(DATASET begins)

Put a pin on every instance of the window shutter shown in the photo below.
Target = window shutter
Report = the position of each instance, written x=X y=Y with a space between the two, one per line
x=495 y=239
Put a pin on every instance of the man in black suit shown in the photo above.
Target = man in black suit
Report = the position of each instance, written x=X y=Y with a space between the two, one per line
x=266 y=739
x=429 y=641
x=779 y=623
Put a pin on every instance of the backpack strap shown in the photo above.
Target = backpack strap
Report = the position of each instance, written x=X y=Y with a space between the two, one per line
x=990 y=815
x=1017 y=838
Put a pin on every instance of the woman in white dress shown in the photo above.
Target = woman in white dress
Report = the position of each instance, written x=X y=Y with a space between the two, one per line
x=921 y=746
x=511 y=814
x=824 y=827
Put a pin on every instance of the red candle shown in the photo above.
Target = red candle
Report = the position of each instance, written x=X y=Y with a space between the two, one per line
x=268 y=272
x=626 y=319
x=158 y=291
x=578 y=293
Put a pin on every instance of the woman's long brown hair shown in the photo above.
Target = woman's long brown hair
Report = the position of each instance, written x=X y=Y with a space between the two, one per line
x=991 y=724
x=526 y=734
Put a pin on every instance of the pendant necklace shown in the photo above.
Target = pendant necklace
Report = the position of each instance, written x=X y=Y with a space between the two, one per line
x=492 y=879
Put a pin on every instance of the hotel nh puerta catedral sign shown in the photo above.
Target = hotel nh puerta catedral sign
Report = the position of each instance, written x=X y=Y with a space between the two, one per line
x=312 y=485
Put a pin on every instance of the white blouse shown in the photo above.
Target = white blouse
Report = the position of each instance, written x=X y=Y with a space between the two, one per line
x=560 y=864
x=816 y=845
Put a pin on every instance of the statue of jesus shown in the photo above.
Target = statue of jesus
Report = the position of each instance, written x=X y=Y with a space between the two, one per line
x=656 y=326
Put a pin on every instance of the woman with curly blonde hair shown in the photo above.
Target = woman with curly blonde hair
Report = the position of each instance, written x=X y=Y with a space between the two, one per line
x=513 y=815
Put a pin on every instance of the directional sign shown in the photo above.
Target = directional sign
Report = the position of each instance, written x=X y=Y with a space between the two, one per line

(DATASET ends)

■ YOUR INSTRUCTIONS
Only certain lines are wanted. Please return exactly those from the top of the data through the line with "Target = man in black suit".

■ RESPONSE
Put a pin on every instance of the window shutter shown in the photo below.
Target = window shutter
Report = the position of each instance, written x=X y=Y with a space between the two, one per line
x=495 y=239
Put a pin on every instance of the man in black suit shown in the photo above.
Target = man in black suit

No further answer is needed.